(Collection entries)
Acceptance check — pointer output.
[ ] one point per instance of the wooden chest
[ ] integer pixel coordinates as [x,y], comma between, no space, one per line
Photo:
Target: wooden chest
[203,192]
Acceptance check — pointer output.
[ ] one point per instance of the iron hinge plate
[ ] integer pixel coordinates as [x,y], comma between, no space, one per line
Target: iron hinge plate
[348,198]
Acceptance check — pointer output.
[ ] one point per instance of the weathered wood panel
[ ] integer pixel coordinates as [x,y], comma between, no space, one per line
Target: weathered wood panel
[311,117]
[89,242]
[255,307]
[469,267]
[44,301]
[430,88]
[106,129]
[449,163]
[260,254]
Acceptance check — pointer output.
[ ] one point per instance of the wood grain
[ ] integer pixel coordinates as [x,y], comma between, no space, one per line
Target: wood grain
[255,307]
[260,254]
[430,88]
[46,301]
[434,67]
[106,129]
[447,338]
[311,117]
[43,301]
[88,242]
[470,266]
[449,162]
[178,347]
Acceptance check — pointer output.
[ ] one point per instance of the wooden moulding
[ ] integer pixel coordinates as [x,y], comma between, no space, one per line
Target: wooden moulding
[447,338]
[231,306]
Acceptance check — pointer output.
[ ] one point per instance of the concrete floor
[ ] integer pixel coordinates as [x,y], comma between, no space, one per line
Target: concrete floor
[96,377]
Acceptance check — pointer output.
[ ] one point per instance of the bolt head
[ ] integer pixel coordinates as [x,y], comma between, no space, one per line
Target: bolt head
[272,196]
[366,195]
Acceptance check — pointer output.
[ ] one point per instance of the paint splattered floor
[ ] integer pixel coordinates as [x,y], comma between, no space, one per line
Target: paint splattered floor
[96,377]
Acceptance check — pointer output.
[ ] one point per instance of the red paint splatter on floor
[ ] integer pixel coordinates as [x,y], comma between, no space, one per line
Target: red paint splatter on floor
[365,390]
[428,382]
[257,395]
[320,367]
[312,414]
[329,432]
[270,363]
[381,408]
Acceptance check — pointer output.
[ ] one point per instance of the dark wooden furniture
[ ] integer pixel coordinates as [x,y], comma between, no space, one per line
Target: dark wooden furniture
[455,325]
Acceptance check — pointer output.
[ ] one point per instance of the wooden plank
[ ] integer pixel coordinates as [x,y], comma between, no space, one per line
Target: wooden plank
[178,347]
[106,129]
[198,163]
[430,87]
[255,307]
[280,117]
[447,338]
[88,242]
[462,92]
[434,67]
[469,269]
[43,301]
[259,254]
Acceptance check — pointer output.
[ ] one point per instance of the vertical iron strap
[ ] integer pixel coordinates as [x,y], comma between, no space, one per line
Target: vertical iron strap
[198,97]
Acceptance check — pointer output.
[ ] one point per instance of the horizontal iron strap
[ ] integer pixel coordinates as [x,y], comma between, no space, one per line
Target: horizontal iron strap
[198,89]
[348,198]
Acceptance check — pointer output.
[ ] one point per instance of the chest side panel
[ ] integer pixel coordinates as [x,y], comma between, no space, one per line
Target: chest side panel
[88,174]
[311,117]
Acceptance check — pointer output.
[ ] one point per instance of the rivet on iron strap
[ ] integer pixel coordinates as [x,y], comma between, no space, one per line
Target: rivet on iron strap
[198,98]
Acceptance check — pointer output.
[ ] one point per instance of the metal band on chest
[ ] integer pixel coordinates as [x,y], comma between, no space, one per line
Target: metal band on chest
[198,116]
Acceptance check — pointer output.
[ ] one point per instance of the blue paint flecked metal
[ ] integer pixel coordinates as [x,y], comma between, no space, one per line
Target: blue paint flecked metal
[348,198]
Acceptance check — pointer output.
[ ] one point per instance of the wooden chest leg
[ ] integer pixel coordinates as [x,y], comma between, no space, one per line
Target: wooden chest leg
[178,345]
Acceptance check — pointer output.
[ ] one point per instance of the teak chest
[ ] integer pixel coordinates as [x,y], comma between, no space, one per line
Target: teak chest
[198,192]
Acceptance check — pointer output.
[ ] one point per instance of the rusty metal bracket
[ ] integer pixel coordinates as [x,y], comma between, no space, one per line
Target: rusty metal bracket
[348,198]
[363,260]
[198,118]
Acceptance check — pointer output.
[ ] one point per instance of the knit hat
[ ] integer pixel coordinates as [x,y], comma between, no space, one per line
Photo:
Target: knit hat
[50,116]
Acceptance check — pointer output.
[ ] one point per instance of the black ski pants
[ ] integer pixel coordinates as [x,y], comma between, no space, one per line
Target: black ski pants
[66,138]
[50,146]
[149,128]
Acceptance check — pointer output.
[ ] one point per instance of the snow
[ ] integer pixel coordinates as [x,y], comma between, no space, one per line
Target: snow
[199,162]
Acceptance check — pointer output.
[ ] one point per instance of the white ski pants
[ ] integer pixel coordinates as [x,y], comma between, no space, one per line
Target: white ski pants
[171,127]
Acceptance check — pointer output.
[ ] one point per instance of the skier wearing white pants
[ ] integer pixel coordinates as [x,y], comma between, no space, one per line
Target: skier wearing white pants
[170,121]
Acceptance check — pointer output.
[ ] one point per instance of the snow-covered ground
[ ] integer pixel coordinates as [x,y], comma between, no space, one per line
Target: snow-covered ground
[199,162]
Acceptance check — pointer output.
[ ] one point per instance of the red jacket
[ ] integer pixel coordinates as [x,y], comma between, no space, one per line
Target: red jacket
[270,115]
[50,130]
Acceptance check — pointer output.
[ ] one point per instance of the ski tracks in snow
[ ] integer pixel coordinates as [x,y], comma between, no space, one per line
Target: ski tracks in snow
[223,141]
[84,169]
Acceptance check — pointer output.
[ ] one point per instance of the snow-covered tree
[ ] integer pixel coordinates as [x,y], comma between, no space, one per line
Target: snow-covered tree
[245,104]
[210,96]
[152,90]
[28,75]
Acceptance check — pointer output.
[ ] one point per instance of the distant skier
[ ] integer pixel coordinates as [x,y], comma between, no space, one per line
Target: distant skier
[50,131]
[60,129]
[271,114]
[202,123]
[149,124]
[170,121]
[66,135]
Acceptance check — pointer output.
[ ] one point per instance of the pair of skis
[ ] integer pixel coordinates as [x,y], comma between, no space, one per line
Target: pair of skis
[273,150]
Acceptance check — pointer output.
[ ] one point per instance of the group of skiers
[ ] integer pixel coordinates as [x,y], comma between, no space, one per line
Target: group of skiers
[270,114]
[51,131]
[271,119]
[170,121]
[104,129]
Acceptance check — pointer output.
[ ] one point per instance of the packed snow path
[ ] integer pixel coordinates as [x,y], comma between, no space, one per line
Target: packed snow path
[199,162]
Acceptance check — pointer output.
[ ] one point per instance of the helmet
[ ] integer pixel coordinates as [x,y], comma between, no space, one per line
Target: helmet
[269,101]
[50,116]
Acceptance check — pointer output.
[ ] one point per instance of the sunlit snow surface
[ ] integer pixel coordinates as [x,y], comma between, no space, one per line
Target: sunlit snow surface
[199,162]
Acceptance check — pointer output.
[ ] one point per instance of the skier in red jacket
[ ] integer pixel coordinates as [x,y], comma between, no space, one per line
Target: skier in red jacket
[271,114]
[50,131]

→ **Exercise brief**: The records above should all be quoted exactly, please.

→ **Worked solution**:
Acceptance check — pointer output.
[ ] one point per instance of the wooden chest
[ ] integer pixel coordinates as [x,y], comma between, no space, one per line
Photo:
Target: wooden chest
[203,192]
Acceptance check — pointer output.
[ ] one point per instance of the iron hinge plate
[ ] integer pixel coordinates as [x,y], comma between, no space, one per line
Target: iron hinge plate
[348,198]
Acceptance check — pointer output.
[ ] one point per instance of the weathered wood panel
[ ] integer pixel coordinates as [x,y], comma between, no space, one per line
Target: weathered wood panel
[311,117]
[89,242]
[255,307]
[469,267]
[44,301]
[430,88]
[106,129]
[449,163]
[260,254]
Acceptance check — pointer output.
[ ] one point per instance of the wood grain
[ ] integer pixel coordinates as [x,y], comma between, no space, one per line
Target: wood grain
[255,307]
[260,254]
[430,88]
[46,301]
[434,67]
[106,129]
[447,338]
[311,117]
[43,301]
[88,242]
[470,266]
[449,162]
[178,347]
Acceptance check — pointer output.
[ ] one point per instance of the wooden moulding
[ ] integer pixel coordinates as [x,y], comma between, no space, one per line
Target: wooden moulding
[447,338]
[231,306]
Acceptance check — pointer output.
[ ] one point per instance of the concrete floor
[ ] integer pixel coordinates as [x,y], comma between, no space, one per line
Target: concrete floor
[96,377]
Acceptance check — pointer output.
[ ] one point per instance of the bolt head
[ ] integer pixel coordinates as [x,y], comma between, no space, one per line
Target: bolt head
[272,196]
[366,195]
Acceptance check — pointer output.
[ ] one point per instance of the paint splattered floor
[ ] integer pixel coordinates as [x,y], comma between, no space, one per line
Target: paint splattered floor
[96,377]
Acceptance check — pointer output.
[ ] one point per instance of the red paint splatter on floor
[ ] integer pixel coordinates as [x,y], comma between, no space, one per line
Target: red paint splatter on floor
[365,390]
[428,382]
[257,395]
[320,367]
[312,414]
[329,432]
[270,363]
[381,408]
Acceptance check — pointer output.
[ ] one point per instance of the dark wooden furniture
[ ] integer pixel coordinates as [x,y], comma between, no space, one per line
Target: dark wooden furniture
[455,325]
Acceptance check — pointer output.
[ ] one point per instance of the wooden plank
[ ] integer pixel coordinates as [x,y], comma between, no space, one per line
Target: wooden plank
[178,347]
[106,129]
[198,163]
[430,87]
[255,307]
[280,117]
[447,338]
[88,242]
[462,92]
[434,67]
[469,269]
[43,301]
[259,254]
Acceptance check — pointer output.
[ ] one point per instance of the vertical iron strap
[ ] integer pixel coordinates as [x,y], comma between, no space, one per line
Target: vertical iron strap
[198,97]
Acceptance check — pointer output.
[ ] one point per instance of the horizontal iron strap
[ ] integer pixel coordinates as [x,y], comma between, no space, one per line
Target: horizontal iron strap
[198,89]
[348,198]
Acceptance check — pointer output.
[ ] one point per instance of the chest side panel
[ ] integer pixel coordinates as [x,y], comma between, no space, one per line
Target: chest side panel
[88,174]
[311,117]
Acceptance check — pointer output.
[ ] one point per instance of the rivet on iron strap
[ ] integer pixel coordinates as [x,y], comma between, no space, one per line
Target: rivet on iron strap
[198,98]
Acceptance check — pointer output.
[ ] one point per instance of the metal band on chest
[ ] integer pixel coordinates as [x,y], comma between, no space, one per line
Target: metal band on chest
[198,116]
Acceptance check — pointer output.
[ ] one point per instance of the blue paint flecked metal
[ ] integer pixel coordinates as [x,y], comma between, no space, one per line
Target: blue paint flecked metal
[348,198]
Acceptance check — pointer output.
[ ] one point per instance of the wooden chest leg
[ ] integer pixel coordinates as [x,y], comma between, no space, one per line
Target: wooden chest leg
[178,345]
Acceptance check — pointer output.
[ ] one point per instance of the teak chest
[ ] integer pixel coordinates as [x,y], comma between, no space, one per line
Target: teak chest
[198,192]
Acceptance check — pointer output.
[ ] one point per instance of the rusty metal bracket
[ ] integer pixel coordinates as [x,y], comma between, no space, one per line
Target: rusty metal bracket
[348,198]
[363,260]
[198,118]
Acceptance check — pointer output.
[ ] one point per instance of the knit hat
[ ] integer pixel coordinates as [x,y], comma between, no space, one per line
Photo:
Target: knit hat
[50,116]
Acceptance check — pointer output.
[ ] one point per instance of the black ski pants
[ ] integer pixel coordinates as [x,y], comma between, no space, one per line
Target: black ski pants
[66,138]
[50,146]
[149,128]
Acceptance check — pointer output.
[ ] one point per instance of the snow
[ ] integer pixel coordinates as [x,y], comma between, no space, one per line
Target: snow
[199,162]
Acceptance check — pointer output.
[ ] one point per instance of the white ski pants
[ ] integer pixel coordinates as [x,y], comma between, no space, one per line
Target: white ski pants
[171,127]
Acceptance check — pointer output.
[ ] one point per instance of the skier wearing white pants
[ ] integer pixel coordinates as [x,y], comma between, no space, one per line
Target: skier wearing white pants
[170,121]
Acceptance check — pointer output.
[ ] one point per instance of the snow-covered ground
[ ] integer pixel coordinates as [x,y], comma between, no space, one per line
Target: snow-covered ground
[199,162]
Acceptance check — pointer output.
[ ] one point per instance of the red jacket
[ ] integer pixel coordinates as [x,y], comma between, no space, one per line
Target: red jacket
[270,115]
[50,130]
Acceptance check — pointer output.
[ ] one point per instance of the ski tracks in snow
[ ] integer pixel coordinates as [x,y], comma between, no space, one per line
Target: ski tracks in snow
[223,141]
[84,169]
Acceptance check — pointer output.
[ ] one point per instance of the snow-covered tree
[ ] integer pixel coordinates as [x,y], comma between, no space, one per line
Target: snow-covered tree
[245,104]
[210,96]
[152,90]
[28,75]
Acceptance check — pointer output.
[ ] one point per instance of the distant skier
[ ] integer pixel coordinates as [x,y], comma between, no space, one per line
Target: distant skier
[50,131]
[60,129]
[271,114]
[202,123]
[149,124]
[170,121]
[66,135]
Acceptance check — pointer output.
[ ] one point per instance of the pair of skis
[ ] integer pixel coordinates as [x,y], comma between, no space, one per line
Target: pair of skis
[273,150]
Acceptance check — pointer output.
[ ] one point per instance of the group of skiers
[ ] integer pixel coordinates as [x,y], comma between, no space, one per line
Target: group of skiers
[270,114]
[51,131]
[271,119]
[170,121]
[104,129]
Acceptance check — pointer output.
[ ] one point per instance of the packed snow path
[ ] integer pixel coordinates as [x,y], comma between, no space, one per line
Target: packed snow path
[199,162]
Acceptance check — pointer output.
[ ] one point per instance of the helmet
[ ] integer pixel coordinates as [x,y], comma between, no space, one per line
Target: helmet
[269,101]
[50,116]
Acceptance check — pointer output.
[ ] one point per instance of the sunlit snow surface
[ ] integer pixel coordinates as [x,y], comma between, no space, one per line
Target: sunlit snow surface
[199,162]
Acceptance check — pointer output.
[ ] one point per instance of the skier in red jacket
[ ] integer pixel coordinates as [x,y], comma between, no space, one per line
Target: skier in red jacket
[271,114]
[50,131]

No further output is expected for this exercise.